• Passage to read:
The toolbar (and some javascript) facilitate the selection of regions of
text on the 'transcoded' page which can then be commented upon.  Crit in
effect, lets anybody comment on any html on the web, in a fine-grained
fashion.  The links are classified as support, issue, comment or query.    (01)

Crit deserves a look, at the very least on two technical grounds:
  1) how it points links into foreign pages
  2) how it copes with messy, weird html,  probably a few effective 
     heuristics there.    (02)


On Mon, 2003-04-14 at 04:22, Simon Buckingham Shum wrote:
> At 16:03 05/04/2003 -0800, you wrote:
> > Who in this group has thought much about and acted on the process of
> > scraping Web pages?
> 
> Jack et al
> 
> on the AKT technology profiles page:
> http://www.aktors.org/technologies/
> 
> you will find Dome: http://www.aktors.org/technologies/dome/
> 
> which has been used to screen scrape a huge RDF 'triple-store' of UK
> computer science research community and publications - www.hyphen.info
> 
> this itself uses '3-Store' - recently released open source -
> http://www.aktors.org/technologies/3store/
> 
> Simon
> 
> 
> Web homepage: http://www.ecs.soton.ac.uk/~tal00r/Dome
> 
> Developer: Thomas Leonard
> 
> Owner: University of Southampton
> 
> Builds on other technologies: XML, HTML
> 
> 
> What's the Problem?
> Populating the knowledge base requires collecting data from many web
> pages. Because of the large number of pages to be examined and the
> need to regularly update the information, a tool is needed to do this
> automatically.

• Given instruction A: List the four categories into which the message says Crit classifies links.
The records have nothing to do with the message above.

• Data shown:
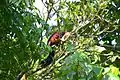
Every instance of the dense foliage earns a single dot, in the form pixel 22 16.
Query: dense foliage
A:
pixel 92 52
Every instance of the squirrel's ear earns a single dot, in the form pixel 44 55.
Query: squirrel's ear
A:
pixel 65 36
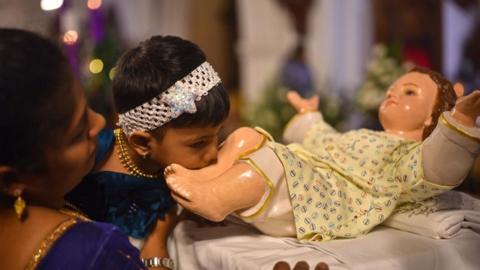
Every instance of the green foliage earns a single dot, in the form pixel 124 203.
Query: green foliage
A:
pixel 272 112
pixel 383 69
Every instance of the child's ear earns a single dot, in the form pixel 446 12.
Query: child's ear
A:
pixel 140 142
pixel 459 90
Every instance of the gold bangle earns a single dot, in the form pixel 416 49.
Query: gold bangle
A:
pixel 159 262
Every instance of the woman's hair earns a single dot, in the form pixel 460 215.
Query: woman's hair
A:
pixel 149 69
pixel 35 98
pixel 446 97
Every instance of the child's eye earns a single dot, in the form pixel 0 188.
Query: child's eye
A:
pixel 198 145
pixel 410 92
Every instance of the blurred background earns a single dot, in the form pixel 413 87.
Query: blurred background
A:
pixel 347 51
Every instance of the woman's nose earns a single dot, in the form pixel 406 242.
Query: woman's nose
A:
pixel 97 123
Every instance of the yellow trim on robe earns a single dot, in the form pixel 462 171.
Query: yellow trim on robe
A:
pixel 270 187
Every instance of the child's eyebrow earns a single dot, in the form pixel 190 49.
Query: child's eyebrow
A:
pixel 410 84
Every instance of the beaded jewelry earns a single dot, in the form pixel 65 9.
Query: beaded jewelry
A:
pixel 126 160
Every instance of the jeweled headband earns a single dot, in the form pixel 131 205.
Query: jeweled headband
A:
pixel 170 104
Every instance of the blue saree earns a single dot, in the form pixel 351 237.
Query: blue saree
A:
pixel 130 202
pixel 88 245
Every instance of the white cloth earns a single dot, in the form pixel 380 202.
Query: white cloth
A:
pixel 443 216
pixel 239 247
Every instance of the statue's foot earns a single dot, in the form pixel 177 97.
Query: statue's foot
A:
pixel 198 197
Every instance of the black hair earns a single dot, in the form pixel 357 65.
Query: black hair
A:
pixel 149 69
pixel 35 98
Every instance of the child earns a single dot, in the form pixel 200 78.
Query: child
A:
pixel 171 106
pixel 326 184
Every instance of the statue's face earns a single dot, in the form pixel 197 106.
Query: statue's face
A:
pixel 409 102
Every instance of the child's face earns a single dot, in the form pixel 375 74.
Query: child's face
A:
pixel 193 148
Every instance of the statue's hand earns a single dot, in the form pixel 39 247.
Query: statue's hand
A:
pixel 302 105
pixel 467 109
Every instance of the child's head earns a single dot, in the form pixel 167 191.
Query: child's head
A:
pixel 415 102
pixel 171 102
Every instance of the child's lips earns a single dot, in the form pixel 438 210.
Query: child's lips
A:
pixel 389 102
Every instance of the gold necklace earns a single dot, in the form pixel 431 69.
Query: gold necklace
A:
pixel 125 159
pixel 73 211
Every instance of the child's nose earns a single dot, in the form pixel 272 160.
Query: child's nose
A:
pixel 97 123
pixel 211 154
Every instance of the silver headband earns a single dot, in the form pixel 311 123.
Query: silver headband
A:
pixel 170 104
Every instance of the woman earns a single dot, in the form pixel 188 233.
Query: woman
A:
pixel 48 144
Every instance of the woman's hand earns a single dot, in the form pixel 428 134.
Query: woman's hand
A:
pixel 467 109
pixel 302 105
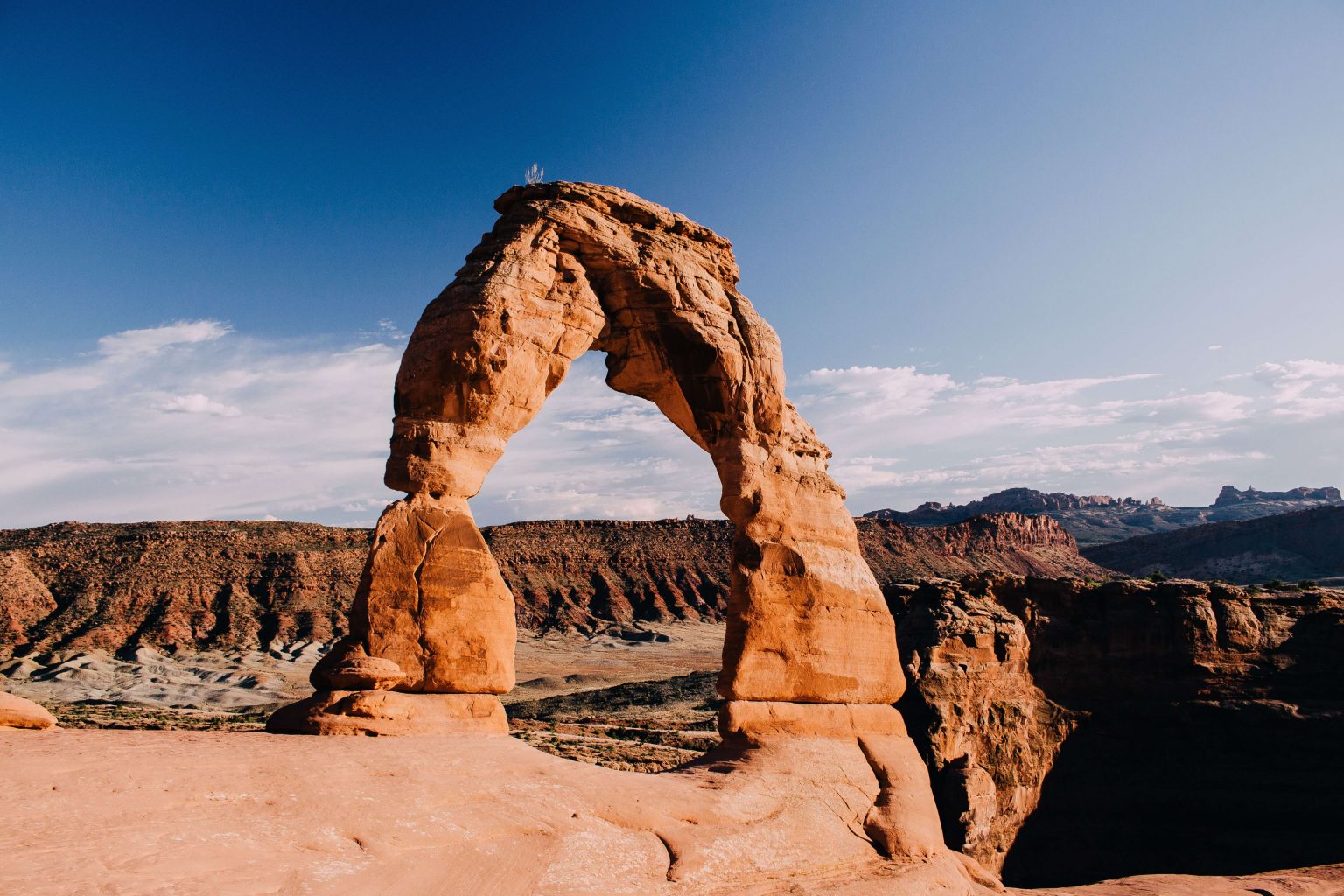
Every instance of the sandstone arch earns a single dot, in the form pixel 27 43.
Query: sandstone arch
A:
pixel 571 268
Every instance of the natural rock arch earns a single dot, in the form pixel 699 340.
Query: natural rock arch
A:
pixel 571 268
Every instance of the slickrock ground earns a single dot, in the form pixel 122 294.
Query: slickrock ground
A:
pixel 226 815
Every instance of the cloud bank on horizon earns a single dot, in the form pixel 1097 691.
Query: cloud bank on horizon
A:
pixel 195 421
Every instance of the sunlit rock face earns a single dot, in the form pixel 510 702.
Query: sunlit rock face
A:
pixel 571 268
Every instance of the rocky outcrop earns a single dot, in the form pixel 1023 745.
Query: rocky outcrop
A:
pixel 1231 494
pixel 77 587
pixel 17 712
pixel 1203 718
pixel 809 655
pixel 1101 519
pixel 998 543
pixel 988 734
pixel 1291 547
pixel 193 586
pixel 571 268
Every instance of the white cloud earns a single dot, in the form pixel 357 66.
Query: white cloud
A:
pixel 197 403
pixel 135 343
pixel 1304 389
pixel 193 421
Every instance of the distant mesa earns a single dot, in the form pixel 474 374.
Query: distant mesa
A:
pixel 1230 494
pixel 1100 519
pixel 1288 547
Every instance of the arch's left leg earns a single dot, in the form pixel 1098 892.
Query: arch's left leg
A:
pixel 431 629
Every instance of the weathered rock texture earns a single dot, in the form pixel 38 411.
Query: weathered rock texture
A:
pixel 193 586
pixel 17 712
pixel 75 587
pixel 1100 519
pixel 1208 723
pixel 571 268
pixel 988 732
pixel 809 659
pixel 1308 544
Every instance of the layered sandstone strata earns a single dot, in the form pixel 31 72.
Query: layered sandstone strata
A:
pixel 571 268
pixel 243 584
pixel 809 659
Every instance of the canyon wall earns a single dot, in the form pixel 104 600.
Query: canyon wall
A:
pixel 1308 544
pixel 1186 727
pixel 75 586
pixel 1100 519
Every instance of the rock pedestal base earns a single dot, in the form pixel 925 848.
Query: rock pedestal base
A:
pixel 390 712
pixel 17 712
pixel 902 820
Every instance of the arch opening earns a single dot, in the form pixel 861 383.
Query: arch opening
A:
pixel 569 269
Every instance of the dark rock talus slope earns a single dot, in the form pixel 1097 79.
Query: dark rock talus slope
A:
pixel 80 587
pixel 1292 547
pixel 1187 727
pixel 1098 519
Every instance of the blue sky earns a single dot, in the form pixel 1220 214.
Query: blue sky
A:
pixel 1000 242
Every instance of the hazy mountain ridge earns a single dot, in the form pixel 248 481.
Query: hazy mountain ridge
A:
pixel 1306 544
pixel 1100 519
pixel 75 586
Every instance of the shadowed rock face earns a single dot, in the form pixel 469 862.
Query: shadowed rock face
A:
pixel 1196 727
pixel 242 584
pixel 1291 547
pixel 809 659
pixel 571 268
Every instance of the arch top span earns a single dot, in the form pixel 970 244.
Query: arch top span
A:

• Given instruction B: Collect every line of the records that contains the word "yellow", treating uppercase and lowercase as different.

• Exercise answer A: support, issue, comment, query

• Exercise answer B:
Every instance of the yellow trim on robe earns a single dot, in the form pixel 462 171.
Query: yellow trim on robe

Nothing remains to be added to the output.